Texto de referência -
==*==

A relevância do estudo acerca da Ciência do Direito e da Dogmática Jurídica tem um caráter ímpar perante a doutrina, em virtude das divergências existentes sobre determinados aspectos, que será exposto no decorrer deste trabalho.
A Dogmática Jurídica e a Ciência do Direito possuem o mesmo objeto de estudo, ou seja, o Direito Positivo, mas apesar dessa coincidência entre ambas, elas não se confundem, apesar dessa opinião não ser unânime. Diante disso, é necessário analisar o significado da Ciência do Direito e da Dogmática Jurídica, de forma simplificada, para que seja possível dirimir qualquer tipo de dúvida sobre o assunto.
Importante transcrever a opinião de Japiassu sobre o tema em questão, afirmando que “a ciência nem possa ser definida. Em geral, é mais conceituada do que propriamente definida” (1975, p. 09).

==*==

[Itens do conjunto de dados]
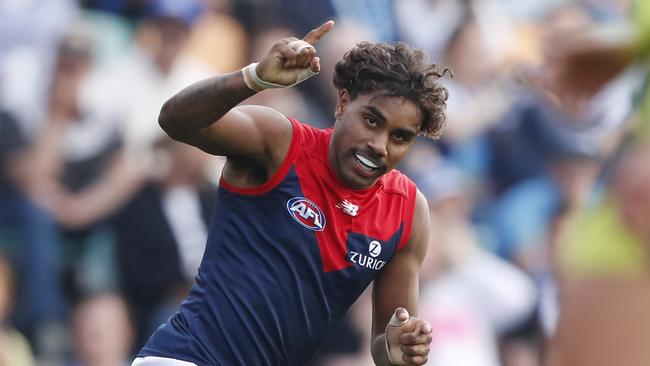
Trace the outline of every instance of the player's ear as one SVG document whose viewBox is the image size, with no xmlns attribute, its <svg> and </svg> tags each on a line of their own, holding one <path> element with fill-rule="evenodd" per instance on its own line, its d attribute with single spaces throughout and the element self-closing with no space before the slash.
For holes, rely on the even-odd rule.
<svg viewBox="0 0 650 366">
<path fill-rule="evenodd" d="M 348 107 L 348 104 L 350 103 L 350 93 L 346 89 L 341 89 L 339 90 L 339 97 L 338 100 L 336 101 L 336 111 L 334 112 L 334 117 L 338 121 L 341 119 L 341 116 L 345 112 L 345 109 Z"/>
</svg>

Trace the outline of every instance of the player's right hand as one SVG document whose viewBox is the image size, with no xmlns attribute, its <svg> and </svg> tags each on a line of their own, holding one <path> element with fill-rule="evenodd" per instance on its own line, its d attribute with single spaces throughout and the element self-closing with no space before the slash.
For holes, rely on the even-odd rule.
<svg viewBox="0 0 650 366">
<path fill-rule="evenodd" d="M 263 81 L 290 86 L 317 74 L 320 60 L 314 45 L 334 27 L 334 21 L 325 22 L 302 39 L 284 38 L 276 42 L 257 65 L 257 76 Z"/>
<path fill-rule="evenodd" d="M 397 308 L 386 326 L 386 351 L 393 365 L 424 365 L 431 344 L 431 324 Z"/>
</svg>

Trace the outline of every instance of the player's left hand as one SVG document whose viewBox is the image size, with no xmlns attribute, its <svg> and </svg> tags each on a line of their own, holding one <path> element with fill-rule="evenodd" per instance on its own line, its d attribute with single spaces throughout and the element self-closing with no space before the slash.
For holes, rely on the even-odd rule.
<svg viewBox="0 0 650 366">
<path fill-rule="evenodd" d="M 389 359 L 394 365 L 424 365 L 432 339 L 431 324 L 397 308 L 386 326 Z"/>
</svg>

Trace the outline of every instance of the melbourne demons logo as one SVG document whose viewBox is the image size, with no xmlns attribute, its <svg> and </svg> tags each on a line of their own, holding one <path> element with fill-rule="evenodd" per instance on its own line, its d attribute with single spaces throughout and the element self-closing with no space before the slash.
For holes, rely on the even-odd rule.
<svg viewBox="0 0 650 366">
<path fill-rule="evenodd" d="M 323 231 L 325 215 L 320 207 L 304 197 L 294 197 L 287 201 L 287 210 L 291 217 L 309 230 Z"/>
</svg>

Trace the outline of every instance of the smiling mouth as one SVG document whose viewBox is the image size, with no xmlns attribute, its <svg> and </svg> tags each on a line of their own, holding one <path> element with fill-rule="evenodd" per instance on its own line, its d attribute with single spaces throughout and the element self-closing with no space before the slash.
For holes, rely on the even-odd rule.
<svg viewBox="0 0 650 366">
<path fill-rule="evenodd" d="M 374 162 L 373 160 L 361 155 L 361 154 L 354 154 L 354 157 L 357 158 L 357 162 L 359 165 L 366 170 L 367 172 L 371 173 L 376 171 L 377 169 L 380 168 L 380 165 Z"/>
</svg>

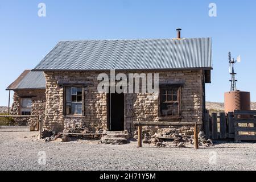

==*==

Exercícios a fazer -
1) De acordo com o texto sobre Ciência do Direito e Dogmática Jurídica, qual é o objeto de estudo que as duas têm em comum?
2) Continue o texto sobre Ciência do Direito e Dogmática Jurídica a partir da última frase apresentada.

Respostas em ordem -
1) O Direito Positivo.

2)
Isso ocorre porque para conceituar é necessário que um determinado problema seja formulado, bem como também é preciso demonstrar como isso ocorreu.
Mas, apesar dessas dificuldades, inúmeros são os autores que apresentam a definição de ciência.
Sobre o assunto, Japiassu (1975, p. 09) prossegue asseverando que “a verdadeira ciência seria um conhecimento independente dos sistemas sociais e econômicos, Seria um conhecimento que, baseando-se no modelo fornecido pela física, se impõe como uma espécie de ideal absoluto”.
Dessume-se que não há uma definição certa, objetiva, de ciência. O que podemos afirmar é que a ciência pode ser considerada um método de procura do saber, como forma de interpretação da realidade, bem como também a busca de um conhecimento teórico.
Afirma-se ainda que não há uma ciência neutra, pura, pois o cientista não consegue, de forma absoluta, durante um investigação, manter-se sem qualquer influência, imune à sua subjetividade pessoal.
Hodiernamente, a epistemologia reconhece que a ciência não existe mais, existindo apenas “as ciências”, melhor dizendo, práticas científicas.
Seria hipocrisia acreditar que o cientista, como ser humano que é, fosse dotado, absolutamente, de objetividade.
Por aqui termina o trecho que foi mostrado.